Start Given text

In its reasons for judgment, the district court noted that the defendant's own testimony established that he was on the worksite when the bulldozer went into the canal, that he went into the water, and that he used the excavator. The district court concluded, "there's no doubt he was in the water. The bulldozer was in the water. There's no doubt he was on the excavator, and there's no doubt he was using the excavator." The district court noted that the evidence revealed the defendant was seen wearing one set of clothes when he was seen at Marty J's prior to the report that the bulldozer was in the canal, and a different set of clothes thereafter. Additionally, the testimony established that he used wet money at Marty J's, and there was algae on the floorboard of his vehicle. Also, the flip-flops found near the bulldozer matched those that the defendant was seen wearing shortly before the incident.

The district court also addressed the defendant's intent to damage the bulldozer. The district court pointed out that it was possible that the defendant was simply trying to impress a young woman and accidentally drove the bulldozer into the canal. That court stated that had the defendant testified as such, the court might have believed him. As noted by the district court, any testimony of an accidental occurrence would have been a "more [believable] story than [the defendant] watched some Hondurans and other interlopers trespassing, and move it, and that it [slipped] in[to] the canal on its own, and that [the defendant] tried to save the day ... [.]" Additionally, the district court noted that, despite allegedly having seen the bulldozer slide into the canal, the defendant fled the scene and did not report the incident to anyone. The district court concluded:

But I think [the defendant] was intoxicated. He got on two pieces of heavy equipment while intoxicated. One piece of equipment very close to the canal, and that under those circumstances when he wasn't supposed to be there operating the machinery, he caused one machine to go into the canal and then didn't tell anybody. He [fled] and lied about it.

When I add all of those factors up, I think there's more than enough evidence to conclude beyond a reasonable doubt that he possessed the requisite criminal intent to be convicted of simple criminal damage to [property] and unauthorized use of the equipment.

The trier of fact is free to accept or reject, in whole or in part, the testimony of any witness. Moreover, when there is conflicting testimony about factual matters, the resolution of which depends upon a determination of the credibility of witnesses, the matter is one of the weight of the evidence, not its sufficiency. The trier of fact's determination of the weight to be given evidence is not subject to appellate review. Thus, an appellate court will not reweigh the evidence to overturn a fact finder's determination of guilt. State v. Williams, 2001-0944 (La. App. 1 Cir. 12/28/01), 804 So.2d 932, 939, writ denied, 2002-0399 (La. 2/14/03), 836 So.2d 135.

End Given text
Start Data for processing

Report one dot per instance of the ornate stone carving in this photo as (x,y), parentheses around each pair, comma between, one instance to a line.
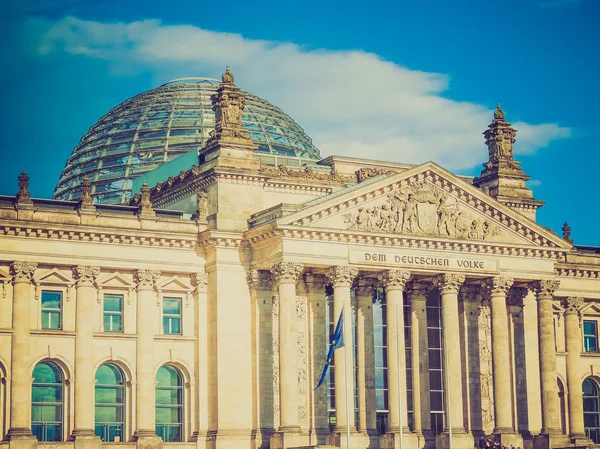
(86,201)
(286,272)
(418,290)
(202,211)
(22,271)
(424,209)
(282,171)
(341,275)
(516,296)
(145,203)
(497,285)
(200,281)
(545,288)
(85,275)
(573,304)
(365,173)
(394,279)
(146,279)
(448,283)
(23,195)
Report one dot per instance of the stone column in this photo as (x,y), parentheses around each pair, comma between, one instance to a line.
(200,282)
(85,277)
(394,282)
(146,382)
(315,289)
(497,288)
(285,275)
(416,292)
(341,278)
(550,411)
(20,370)
(449,284)
(365,358)
(573,334)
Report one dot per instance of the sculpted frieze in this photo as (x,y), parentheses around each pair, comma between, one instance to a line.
(424,209)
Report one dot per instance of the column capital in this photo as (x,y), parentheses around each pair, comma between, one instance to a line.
(573,305)
(22,271)
(286,272)
(394,279)
(449,282)
(200,281)
(341,276)
(418,290)
(315,283)
(363,287)
(545,288)
(146,279)
(85,275)
(497,285)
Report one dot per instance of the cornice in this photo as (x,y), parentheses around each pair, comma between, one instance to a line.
(148,238)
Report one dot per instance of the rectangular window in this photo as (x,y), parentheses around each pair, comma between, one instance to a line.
(590,336)
(172,315)
(113,313)
(51,309)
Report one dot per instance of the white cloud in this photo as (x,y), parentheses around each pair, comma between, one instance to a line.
(351,103)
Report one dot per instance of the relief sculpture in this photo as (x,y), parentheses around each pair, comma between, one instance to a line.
(422,209)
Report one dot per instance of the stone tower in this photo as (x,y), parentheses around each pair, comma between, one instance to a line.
(502,177)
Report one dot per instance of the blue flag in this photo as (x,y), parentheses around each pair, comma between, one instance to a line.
(336,343)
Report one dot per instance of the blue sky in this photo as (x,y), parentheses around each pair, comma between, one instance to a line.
(405,81)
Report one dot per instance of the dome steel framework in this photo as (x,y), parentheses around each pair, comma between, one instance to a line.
(156,126)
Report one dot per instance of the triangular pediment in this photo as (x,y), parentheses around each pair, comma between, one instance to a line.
(174,283)
(54,276)
(425,201)
(116,280)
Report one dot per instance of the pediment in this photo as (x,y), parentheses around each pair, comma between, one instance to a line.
(425,201)
(54,276)
(116,280)
(174,283)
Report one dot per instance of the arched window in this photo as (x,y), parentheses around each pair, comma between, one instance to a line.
(591,412)
(110,403)
(169,404)
(47,402)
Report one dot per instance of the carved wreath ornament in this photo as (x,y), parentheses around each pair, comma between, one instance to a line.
(422,209)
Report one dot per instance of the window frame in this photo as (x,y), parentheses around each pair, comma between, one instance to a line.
(171,317)
(122,313)
(59,311)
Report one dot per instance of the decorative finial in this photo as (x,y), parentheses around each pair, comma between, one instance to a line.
(86,200)
(23,195)
(567,232)
(145,203)
(499,113)
(227,77)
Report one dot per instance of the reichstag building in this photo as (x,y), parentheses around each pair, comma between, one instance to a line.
(183,287)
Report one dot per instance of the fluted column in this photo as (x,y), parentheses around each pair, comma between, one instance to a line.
(394,282)
(573,336)
(146,319)
(200,283)
(550,411)
(449,284)
(85,277)
(416,292)
(341,278)
(365,357)
(20,385)
(285,275)
(497,288)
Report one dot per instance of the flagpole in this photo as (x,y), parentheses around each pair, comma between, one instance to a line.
(349,348)
(400,423)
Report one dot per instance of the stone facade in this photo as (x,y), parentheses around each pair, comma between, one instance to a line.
(253,268)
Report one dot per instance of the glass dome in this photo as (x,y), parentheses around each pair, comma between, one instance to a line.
(156,126)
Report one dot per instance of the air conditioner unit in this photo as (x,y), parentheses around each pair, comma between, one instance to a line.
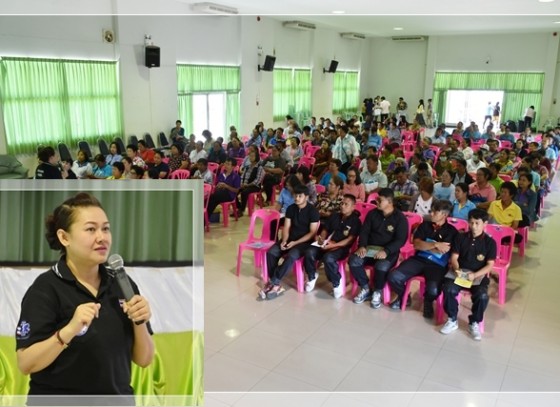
(353,36)
(409,38)
(213,8)
(299,25)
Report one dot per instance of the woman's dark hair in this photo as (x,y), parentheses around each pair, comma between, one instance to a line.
(119,166)
(116,145)
(64,216)
(304,171)
(358,178)
(179,147)
(464,187)
(45,153)
(337,181)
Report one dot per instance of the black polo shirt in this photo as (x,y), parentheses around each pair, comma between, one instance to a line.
(474,253)
(300,220)
(341,227)
(99,361)
(388,232)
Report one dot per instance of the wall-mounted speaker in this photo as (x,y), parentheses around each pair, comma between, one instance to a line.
(269,62)
(152,56)
(332,67)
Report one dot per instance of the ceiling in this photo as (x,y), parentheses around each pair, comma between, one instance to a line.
(421,17)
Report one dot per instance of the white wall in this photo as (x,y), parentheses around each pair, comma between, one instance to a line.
(387,68)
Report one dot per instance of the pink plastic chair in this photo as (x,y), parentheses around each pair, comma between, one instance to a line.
(460,224)
(503,256)
(414,219)
(207,192)
(259,245)
(310,150)
(524,233)
(320,189)
(180,174)
(364,208)
(251,199)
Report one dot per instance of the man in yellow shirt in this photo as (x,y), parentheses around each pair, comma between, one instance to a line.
(504,211)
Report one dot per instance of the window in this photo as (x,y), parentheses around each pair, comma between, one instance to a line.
(45,101)
(346,93)
(520,90)
(208,98)
(292,94)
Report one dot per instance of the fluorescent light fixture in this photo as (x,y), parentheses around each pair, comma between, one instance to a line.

End Data for processing

Problems to solve:
#1 Count the lines of the listing that contain the string "wall", treating uppercase and lowercase as different, and give only the number.
#2 Pick up the court passage on the bulldozer in the canal after its final sentence and continue it.
The court passage and the listing have nothing to do with each other.

The answers:
#1 2

#2
Any rational trier of fact, viewing the evidence presented in this case in the light most favorable to the State could find that the evidence proved beyond a reasonable doubt, and to the exclusion of every reasonable hypothesis of innocence, all of the elements of simple criminal damage to property and unauthorized use of a movable. The district court rejected the defendant's hypothesis of innocence. The district court noted that the bulldozer required a key to run, the defendant had a key to the bulldozer, and it was "not likely that interlopers had a key to the bulldozer." When a case involves circumstantial evidence and the fact finder reasonably rejects the hypothesis of innocence presented by the defendant's own testimony, that hypothesis falls, and the defendant is guilty unless there is another hypothesis that raises a reasonable doubt. State v. Captville, 448 So.2d 676, 680 (La. 1984). No such hypothesis exists in this case. Additionally, the district court rejected the testimony offered by the defendant and accepted the testimony offered against him. Despite the defendant's contention, Deville testified that there had never been a problem with teenagers, or anyone else, coming into this area of the worksite after hours and operating machinery.

On review, this court will not assess the credibility of witnesses or reweigh the evidence to overturn a fact finder's determination of guilt. When there is conflicting testimony about factual matters, the resolution of which depends upon a determination of the credibility of the witnesses, the matter is one of the weight of the evidence, not its sufficiency. State v. Lofton, 96-1429 (La. App. 1 Cir. 3/27/97), 691 So.2d 1365, 1368, writ denied, 97-1124 (La. 10/17/97), 701 So.2d 1331.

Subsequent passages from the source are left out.